Recorded data
—————
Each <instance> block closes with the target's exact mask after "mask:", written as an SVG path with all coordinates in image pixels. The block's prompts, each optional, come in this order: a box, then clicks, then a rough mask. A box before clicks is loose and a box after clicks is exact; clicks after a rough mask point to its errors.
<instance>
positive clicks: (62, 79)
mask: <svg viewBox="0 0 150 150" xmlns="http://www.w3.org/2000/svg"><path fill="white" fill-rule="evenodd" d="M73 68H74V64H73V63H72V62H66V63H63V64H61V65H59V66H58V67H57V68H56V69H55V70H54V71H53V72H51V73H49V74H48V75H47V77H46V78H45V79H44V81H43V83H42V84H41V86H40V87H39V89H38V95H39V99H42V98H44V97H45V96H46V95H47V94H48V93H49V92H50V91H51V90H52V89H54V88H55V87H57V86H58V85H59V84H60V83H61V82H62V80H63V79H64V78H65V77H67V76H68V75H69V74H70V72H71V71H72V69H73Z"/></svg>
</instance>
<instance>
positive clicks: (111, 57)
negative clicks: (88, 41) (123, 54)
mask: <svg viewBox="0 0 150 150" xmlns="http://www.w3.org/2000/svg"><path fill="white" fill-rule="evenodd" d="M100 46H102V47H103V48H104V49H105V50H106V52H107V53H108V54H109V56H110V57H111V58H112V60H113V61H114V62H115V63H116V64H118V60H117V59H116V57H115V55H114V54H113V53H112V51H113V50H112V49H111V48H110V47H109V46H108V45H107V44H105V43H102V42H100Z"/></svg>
—————
● **ABOUT THIS TASK**
What is wanted is the line containing "positive clicks: (111, 57)" and every line after it through the last line of the entries, printed exactly.

● **SOLVED EXERCISE**
positive clicks: (111, 57)
negative clicks: (88, 41) (123, 54)
mask: <svg viewBox="0 0 150 150" xmlns="http://www.w3.org/2000/svg"><path fill="white" fill-rule="evenodd" d="M100 46H102V47H103V48H104V49H105V50H106V52H107V53H108V54H109V56H110V57H111V58H112V60H113V61H114V62H115V63H116V64H118V60H117V59H116V57H115V55H114V54H113V53H112V51H113V50H112V49H111V48H110V47H109V46H108V45H107V44H105V43H102V42H100Z"/></svg>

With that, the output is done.